[Text section Boundary: Start]

Should the FAA Control the Size of Airline Seats?
Photo by JC Gellidon on Unsplash
The long-standing rule of the FAA is that they would only regulate airline seats if there was an issue of safety. Comfort, or lack thereof, was not in the purview of the agency… or so they said.
With airline seats continuing to shrink, however, the FAA may be changing its tone. According to the Washington Post, multiple consumer groups, health experts, and even members of Congress have been advocating for a change in policy, and the agency may be listening.
In August of this year, the FAA has put out a public call for comments on the issue of whether or not the agency should regulate the size of seats on commercial aircraft. The request for comments did specify that any such regulation would be done as “necessary for passenger safety”, but the definition of “safety” may be expanded more than it was previously.
The prior “safe” seat size dictated that passengers much be able to evacuate in 90 seconds or less. That was the rule. But in the wake of a pandemic and other physical concerns of being cramped in a tiny space for multiple hours, the FAA may decide on another measure for public health concerns.
The airline industry, wishing to make as much profit from as many passengers as possible, would oppose any such regulation. Especially if it meant they had to retrofit their airplanes.
The Washington Post article cites an airline industry trade group as reassuring the public that modern airplane seats “continue to meet or exceed federal safety standards.” But what if those standards change?
The width of seats on multiple America-based carriers has fallen from 18.5 inches to 17 inches. Seat pitch has decreased from an average of 35 inches to 31 inches. Some seat pitches are as low as 28 inches from the seat in front or behind.
After being directed by Congress in 2018 to research the effect of seat size on airplane safety, the FAA completed some evacuation drills in 2019 to test how seat size affects evacuation procedures. The resulting report claimed that the tiny spaces didn’t impede evacuation at all, above the 90 second threshold.
That report, released this year, received criticism by members of Congress, but the findings stand in the record of the FAA.
The airline industry is not a laissez faire market. It is already highly-regulated. Whether or not that will extend to seat sizes seems to depend on how far the FAA is willing to pursue the definition of public safety.

[Text section Boundary: End]
[Data Boundary: Start]

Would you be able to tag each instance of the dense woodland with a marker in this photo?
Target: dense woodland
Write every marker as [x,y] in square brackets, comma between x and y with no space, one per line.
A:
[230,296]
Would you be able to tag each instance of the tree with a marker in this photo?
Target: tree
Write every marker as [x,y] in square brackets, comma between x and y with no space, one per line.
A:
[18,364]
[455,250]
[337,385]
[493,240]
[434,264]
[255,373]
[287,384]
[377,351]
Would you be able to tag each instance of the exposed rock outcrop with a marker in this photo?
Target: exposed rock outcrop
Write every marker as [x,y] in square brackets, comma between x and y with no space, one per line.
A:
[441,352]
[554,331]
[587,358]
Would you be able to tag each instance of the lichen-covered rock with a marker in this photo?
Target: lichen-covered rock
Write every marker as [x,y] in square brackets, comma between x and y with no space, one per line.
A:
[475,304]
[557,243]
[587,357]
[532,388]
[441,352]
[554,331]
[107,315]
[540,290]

[Data Boundary: End]
[Data Boundary: Start]

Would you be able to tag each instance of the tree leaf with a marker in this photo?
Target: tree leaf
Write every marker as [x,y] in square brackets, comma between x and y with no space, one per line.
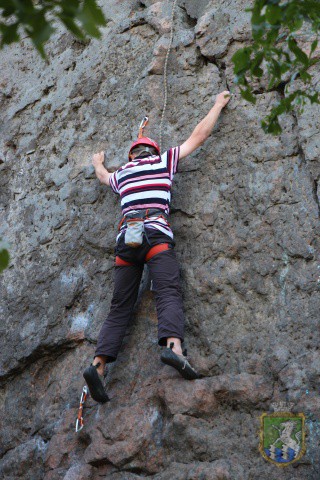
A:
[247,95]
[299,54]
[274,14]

[Data Boundary: End]
[Data Boundary: Start]

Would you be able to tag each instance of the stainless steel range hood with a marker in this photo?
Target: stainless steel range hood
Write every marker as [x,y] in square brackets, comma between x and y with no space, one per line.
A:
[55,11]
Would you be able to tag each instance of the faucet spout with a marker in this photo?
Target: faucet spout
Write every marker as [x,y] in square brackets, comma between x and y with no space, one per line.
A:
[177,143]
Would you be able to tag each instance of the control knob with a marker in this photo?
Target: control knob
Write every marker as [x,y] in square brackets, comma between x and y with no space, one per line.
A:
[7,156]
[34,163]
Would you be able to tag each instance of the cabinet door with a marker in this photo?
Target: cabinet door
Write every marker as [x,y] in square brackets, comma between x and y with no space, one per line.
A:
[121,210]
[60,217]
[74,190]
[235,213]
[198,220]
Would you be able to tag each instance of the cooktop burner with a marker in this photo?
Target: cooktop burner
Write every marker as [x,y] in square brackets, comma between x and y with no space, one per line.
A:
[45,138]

[Data Boundary: End]

*Instructions for the task*. Copy the passage from the airline seat size article word for word. Begin at the words "The width of" and stop after the words "90 second threshold.".

*Task result*.
The width of seats on multiple America-based carriers has fallen from 18.5 inches to 17 inches. Seat pitch has decreased from an average of 35 inches to 31 inches. Some seat pitches are as low as 28 inches from the seat in front or behind.
After being directed by Congress in 2018 to research the effect of seat size on airplane safety, the FAA completed some evacuation drills in 2019 to test how seat size affects evacuation procedures. The resulting report claimed that the tiny spaces didn’t impede evacuation at all, above the 90 second threshold.